- _DATA TO PROCESS_:
◇ ◇ ◇ ◇ ◇ ◇ ◇

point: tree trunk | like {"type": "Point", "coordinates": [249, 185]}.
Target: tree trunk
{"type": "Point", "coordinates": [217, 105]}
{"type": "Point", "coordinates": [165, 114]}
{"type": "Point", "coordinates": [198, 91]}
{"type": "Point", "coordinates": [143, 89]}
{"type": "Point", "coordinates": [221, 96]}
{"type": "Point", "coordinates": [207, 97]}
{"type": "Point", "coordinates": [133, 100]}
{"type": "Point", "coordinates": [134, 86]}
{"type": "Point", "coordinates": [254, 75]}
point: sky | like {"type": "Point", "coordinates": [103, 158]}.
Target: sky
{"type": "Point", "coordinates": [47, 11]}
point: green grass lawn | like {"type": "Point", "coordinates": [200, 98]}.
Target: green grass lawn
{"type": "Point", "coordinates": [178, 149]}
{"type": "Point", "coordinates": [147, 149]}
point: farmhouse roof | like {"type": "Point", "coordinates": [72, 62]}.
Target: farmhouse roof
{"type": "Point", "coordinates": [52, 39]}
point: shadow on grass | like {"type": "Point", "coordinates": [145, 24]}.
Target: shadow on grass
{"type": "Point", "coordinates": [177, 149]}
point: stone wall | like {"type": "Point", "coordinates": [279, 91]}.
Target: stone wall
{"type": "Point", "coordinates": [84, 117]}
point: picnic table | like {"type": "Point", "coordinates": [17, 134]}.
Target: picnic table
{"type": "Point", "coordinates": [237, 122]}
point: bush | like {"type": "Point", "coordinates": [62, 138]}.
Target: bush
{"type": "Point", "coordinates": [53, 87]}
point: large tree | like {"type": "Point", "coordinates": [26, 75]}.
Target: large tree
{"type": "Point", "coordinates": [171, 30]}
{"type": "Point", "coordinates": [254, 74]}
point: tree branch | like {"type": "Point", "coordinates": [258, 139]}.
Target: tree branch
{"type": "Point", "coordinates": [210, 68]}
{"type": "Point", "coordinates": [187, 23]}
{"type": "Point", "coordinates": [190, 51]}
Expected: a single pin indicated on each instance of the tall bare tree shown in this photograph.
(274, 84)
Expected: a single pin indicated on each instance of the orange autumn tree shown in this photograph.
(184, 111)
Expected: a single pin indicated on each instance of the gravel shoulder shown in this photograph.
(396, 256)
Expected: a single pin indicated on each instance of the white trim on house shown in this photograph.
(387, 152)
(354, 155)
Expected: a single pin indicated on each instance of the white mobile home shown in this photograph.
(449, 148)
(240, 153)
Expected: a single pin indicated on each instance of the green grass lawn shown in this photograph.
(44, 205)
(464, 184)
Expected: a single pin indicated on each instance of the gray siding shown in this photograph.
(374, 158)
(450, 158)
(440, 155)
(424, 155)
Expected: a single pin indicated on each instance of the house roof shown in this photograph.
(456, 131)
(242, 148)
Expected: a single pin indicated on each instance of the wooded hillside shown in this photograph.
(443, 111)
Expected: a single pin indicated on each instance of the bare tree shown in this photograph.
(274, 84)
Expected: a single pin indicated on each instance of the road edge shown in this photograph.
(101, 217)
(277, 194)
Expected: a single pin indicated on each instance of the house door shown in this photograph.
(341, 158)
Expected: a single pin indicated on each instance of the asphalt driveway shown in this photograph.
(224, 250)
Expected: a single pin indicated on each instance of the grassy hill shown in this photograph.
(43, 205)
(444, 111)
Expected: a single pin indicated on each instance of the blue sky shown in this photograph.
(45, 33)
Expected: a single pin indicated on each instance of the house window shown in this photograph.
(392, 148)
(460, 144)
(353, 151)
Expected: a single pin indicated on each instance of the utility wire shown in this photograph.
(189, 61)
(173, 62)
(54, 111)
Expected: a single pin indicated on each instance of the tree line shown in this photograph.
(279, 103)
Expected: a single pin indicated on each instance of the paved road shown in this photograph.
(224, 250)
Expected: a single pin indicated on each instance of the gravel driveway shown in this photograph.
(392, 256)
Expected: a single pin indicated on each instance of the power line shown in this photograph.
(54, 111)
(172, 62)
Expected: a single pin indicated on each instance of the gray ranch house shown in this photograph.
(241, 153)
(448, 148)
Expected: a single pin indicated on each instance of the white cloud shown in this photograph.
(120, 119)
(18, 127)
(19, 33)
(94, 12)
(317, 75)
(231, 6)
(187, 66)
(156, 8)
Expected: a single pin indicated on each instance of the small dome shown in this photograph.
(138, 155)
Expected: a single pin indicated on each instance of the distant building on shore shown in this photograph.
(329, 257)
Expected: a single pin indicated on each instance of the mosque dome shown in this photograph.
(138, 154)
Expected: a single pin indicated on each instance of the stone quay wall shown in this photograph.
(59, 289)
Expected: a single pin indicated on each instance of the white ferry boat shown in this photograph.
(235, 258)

◇ ◇ ◇ ◇ ◇ ◇ ◇

- _WHAT THE TASK REQUIRES_: The lines above are to be retyped exactly, with none omitted.

- _ANSWER SECTION_:
point: tree trunk | like {"type": "Point", "coordinates": [249, 185]}.
Target: tree trunk
{"type": "Point", "coordinates": [217, 105]}
{"type": "Point", "coordinates": [165, 114]}
{"type": "Point", "coordinates": [198, 91]}
{"type": "Point", "coordinates": [143, 89]}
{"type": "Point", "coordinates": [221, 96]}
{"type": "Point", "coordinates": [207, 97]}
{"type": "Point", "coordinates": [133, 100]}
{"type": "Point", "coordinates": [134, 86]}
{"type": "Point", "coordinates": [254, 75]}
point: sky | like {"type": "Point", "coordinates": [103, 158]}.
Target: sky
{"type": "Point", "coordinates": [47, 11]}
point: green grass lawn | like {"type": "Point", "coordinates": [200, 98]}.
Target: green grass lawn
{"type": "Point", "coordinates": [178, 149]}
{"type": "Point", "coordinates": [147, 149]}
point: farmhouse roof | like {"type": "Point", "coordinates": [72, 62]}.
Target: farmhouse roof
{"type": "Point", "coordinates": [52, 39]}
point: shadow on grass | like {"type": "Point", "coordinates": [145, 24]}.
Target: shadow on grass
{"type": "Point", "coordinates": [177, 149]}
point: stone wall | like {"type": "Point", "coordinates": [279, 91]}.
Target: stone wall
{"type": "Point", "coordinates": [84, 117]}
point: picnic table | like {"type": "Point", "coordinates": [17, 134]}.
Target: picnic table
{"type": "Point", "coordinates": [237, 122]}
point: bush | like {"type": "Point", "coordinates": [62, 138]}.
Target: bush
{"type": "Point", "coordinates": [53, 87]}
point: large tree | like {"type": "Point", "coordinates": [26, 75]}.
Target: large tree
{"type": "Point", "coordinates": [171, 30]}
{"type": "Point", "coordinates": [254, 74]}
point: tree branch | like {"type": "Point", "coordinates": [258, 139]}.
Target: tree branch
{"type": "Point", "coordinates": [210, 68]}
{"type": "Point", "coordinates": [187, 23]}
{"type": "Point", "coordinates": [190, 51]}
Expected: a single pin indicated on each instance of the tall bare tree shown in this photograph.
(274, 84)
Expected: a single pin indicated on each instance of the orange autumn tree shown in this photograph.
(184, 111)
Expected: a single pin indicated on each instance of the gravel shoulder shown in this photograph.
(396, 256)
Expected: a single pin indicated on each instance of the white trim on house shown in this photograph.
(387, 152)
(354, 155)
Expected: a single pin indicated on each instance of the white mobile home shown in this photograph.
(449, 148)
(240, 153)
Expected: a single pin indicated on each instance of the green grass lawn shown in this photograph.
(44, 205)
(464, 184)
Expected: a single pin indicated on each instance of the gray siding shown in this photograph.
(374, 158)
(450, 158)
(440, 155)
(424, 155)
Expected: a single pin indicated on each instance of the house roof shown in this photograph.
(456, 131)
(242, 148)
Expected: a single pin indicated on each instance of the wooded hillside shown in this photograph.
(443, 111)
Expected: a single pin indicated on each instance of the bare tree shown in this photograph.
(274, 84)
Expected: a single pin indicated on each instance of the road edge shown in this photograph.
(101, 217)
(277, 194)
Expected: a single pin indicated on each instance of the house door shown in this photograph.
(341, 158)
Expected: a single pin indicated on each instance of the asphalt driveway shown in this photograph.
(224, 250)
Expected: a single pin indicated on each instance of the grassy hill shown in this photograph.
(43, 205)
(444, 111)
Expected: a single pin indicated on each instance of the blue sky shown in this photograph.
(45, 33)
Expected: a single pin indicated on each instance of the house window shown in this photograph.
(392, 148)
(460, 144)
(353, 151)
Expected: a single pin indicated on each instance of the utility wire shown in this photograph.
(189, 61)
(173, 62)
(54, 111)
Expected: a single pin indicated on each instance of the tree line shown in this photograph.
(279, 103)
Expected: a single pin indicated on each instance of the paved road shown in this photograph.
(224, 250)
Expected: a single pin indicated on each instance of the gravel driveway shown in this photograph.
(392, 256)
Expected: a single pin indicated on each instance of the power line shown in this photograph.
(54, 111)
(172, 62)
Expected: a single pin indicated on each instance of the gray ranch house shown in this photograph.
(241, 153)
(448, 148)
Expected: a single pin indicated on each instance of the white cloud shown in this photograph.
(120, 119)
(18, 127)
(19, 33)
(94, 12)
(317, 75)
(231, 6)
(187, 66)
(156, 8)
Expected: a single pin indicated on each instance of the small dome shown in this photograph.
(138, 155)
Expected: a single pin indicated on each instance of the distant building on shore shown in this photograph.
(329, 257)
Expected: a single pin indicated on each instance of the mosque dome shown in this photograph.
(138, 154)
Expected: a single pin indicated on each instance of the stone quay wall shown in this photograph.
(59, 289)
Expected: a single pin indicated on each instance of the white ferry boat shown in this photograph.
(235, 258)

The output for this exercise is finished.